▸ About this exercise:
Pictures stay out of the answer, but every line of the material must be restated exactly.

======

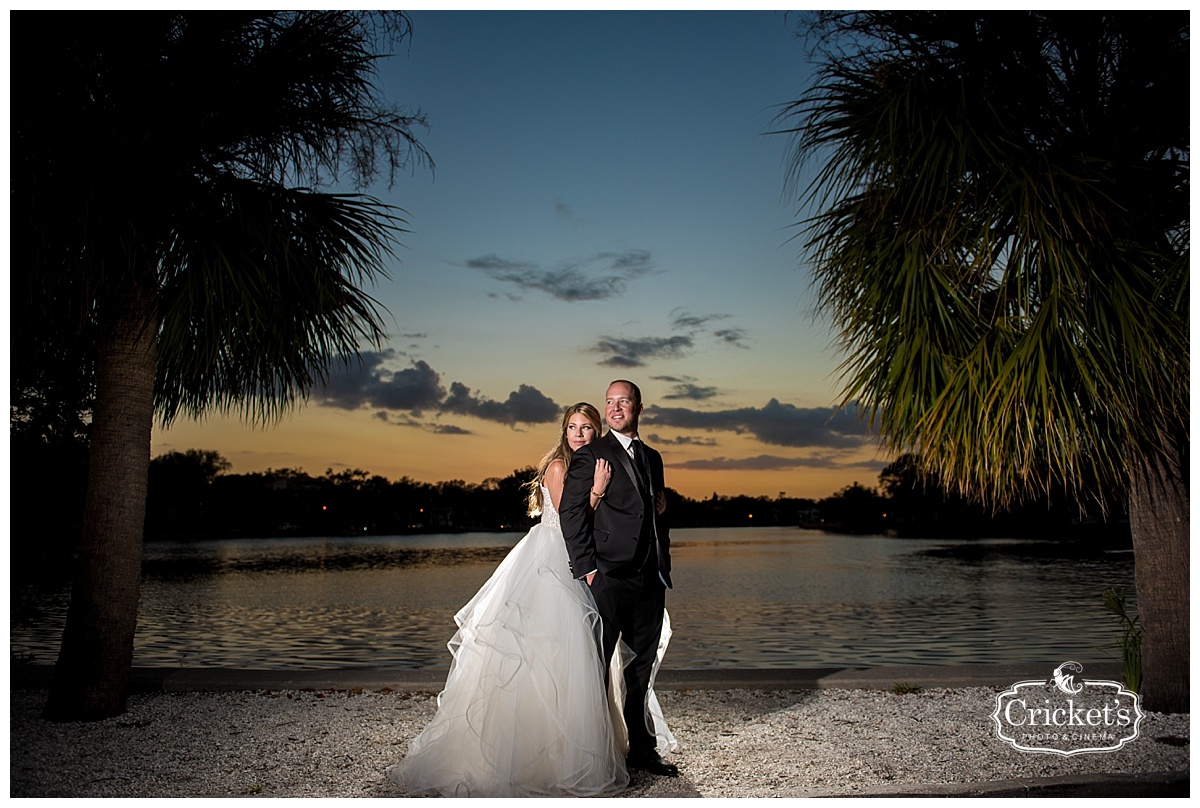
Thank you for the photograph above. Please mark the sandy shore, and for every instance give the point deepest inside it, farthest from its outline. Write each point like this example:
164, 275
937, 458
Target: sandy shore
735, 743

======

▸ Exercise result:
Thank you for the photograph above. Please mark the sandy shore, and for every instance give the point deepest inside it, farthest from its outline. Write each point like this example:
164, 275
937, 458
Target: sandy shore
735, 743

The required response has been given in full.